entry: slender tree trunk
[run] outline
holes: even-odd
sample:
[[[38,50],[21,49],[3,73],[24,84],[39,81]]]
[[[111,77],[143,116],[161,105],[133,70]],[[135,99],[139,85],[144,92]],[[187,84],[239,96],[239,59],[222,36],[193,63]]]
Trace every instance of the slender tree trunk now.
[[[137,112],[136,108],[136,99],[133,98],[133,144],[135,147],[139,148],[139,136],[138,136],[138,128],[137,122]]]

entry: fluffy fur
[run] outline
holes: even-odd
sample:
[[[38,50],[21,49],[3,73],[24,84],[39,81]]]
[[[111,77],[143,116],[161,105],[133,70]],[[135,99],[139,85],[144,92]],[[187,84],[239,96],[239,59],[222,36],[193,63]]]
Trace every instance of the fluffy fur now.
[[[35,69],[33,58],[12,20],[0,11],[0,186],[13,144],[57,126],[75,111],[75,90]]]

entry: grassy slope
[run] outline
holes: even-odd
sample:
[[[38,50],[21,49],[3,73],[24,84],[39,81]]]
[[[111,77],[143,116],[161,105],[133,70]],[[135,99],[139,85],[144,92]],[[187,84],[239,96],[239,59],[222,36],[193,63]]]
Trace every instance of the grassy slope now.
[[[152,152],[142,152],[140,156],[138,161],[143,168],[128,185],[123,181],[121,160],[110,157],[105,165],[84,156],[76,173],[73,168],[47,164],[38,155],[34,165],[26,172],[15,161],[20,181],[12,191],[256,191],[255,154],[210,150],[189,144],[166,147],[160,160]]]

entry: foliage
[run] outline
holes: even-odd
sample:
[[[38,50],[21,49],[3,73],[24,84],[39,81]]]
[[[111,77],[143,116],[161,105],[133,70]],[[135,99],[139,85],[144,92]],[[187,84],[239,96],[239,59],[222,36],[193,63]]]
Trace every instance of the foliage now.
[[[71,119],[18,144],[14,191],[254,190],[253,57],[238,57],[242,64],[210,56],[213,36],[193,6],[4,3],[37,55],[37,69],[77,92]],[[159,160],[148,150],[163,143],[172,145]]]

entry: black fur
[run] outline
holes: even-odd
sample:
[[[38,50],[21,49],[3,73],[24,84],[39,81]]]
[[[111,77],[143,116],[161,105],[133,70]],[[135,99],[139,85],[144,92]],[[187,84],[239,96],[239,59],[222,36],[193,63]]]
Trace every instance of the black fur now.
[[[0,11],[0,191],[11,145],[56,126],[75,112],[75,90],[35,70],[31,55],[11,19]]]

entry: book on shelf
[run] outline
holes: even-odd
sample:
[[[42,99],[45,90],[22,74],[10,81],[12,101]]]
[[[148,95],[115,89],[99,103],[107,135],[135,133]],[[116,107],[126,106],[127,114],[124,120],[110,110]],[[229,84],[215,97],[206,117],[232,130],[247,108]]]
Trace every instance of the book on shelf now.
************
VOTRE OBJECTIF – Remettez à l'échelle les lignes en commençant à celle qui contient « entry: foliage » et en vous arrêtant après la dernière ligne, ces deux lignes comprises. Recopiez chacune d'elles telle quelle, mais multipliez par 2 chaque coordonnée des réponses, arrondie à l'entier (les demis vers le haut).

RÉPONSE –
entry: foliage
[run] outline
holes: even-odd
sample:
[[[38,50],[21,49],[3,73],[24,84],[39,81]]]
[[[111,77],[143,116],[161,105],[133,70]],[[135,99],[139,85],[144,92]],[[187,84],[239,96],[239,59],[222,36],[193,63]]]
Trace every instance of the foliage now.
[[[142,238],[36,288],[28,382],[508,380],[506,114],[476,114],[484,128],[420,112],[426,72],[386,12],[8,6],[74,110],[74,138],[154,184]],[[318,320],[296,300],[326,286],[344,290]]]

entry: black fur
[run] outline
holes: even-odd
sample:
[[[38,50],[21,49],[3,73],[24,84],[39,81]]]
[[[111,77],[143,116],[161,105],[133,70]],[[135,99],[139,85],[144,92]],[[187,84],[239,96],[239,59],[222,36],[193,63]]]
Trace every instance of the black fur now.
[[[0,22],[0,382],[22,290],[112,252],[150,224],[150,180],[70,140],[62,110],[22,38]]]

entry: book on shelf
[run] outline
holes: even-odd
sample:
[[[42,99],[45,90],[22,74],[10,81],[12,101]]]
[[[148,95],[115,89],[99,103],[107,135],[135,133]],[[116,107],[126,106],[127,114],[124,120],[110,110]],[[229,84],[215,97],[206,117],[232,130],[247,108]]]
Trace every instance of the book on shelf now.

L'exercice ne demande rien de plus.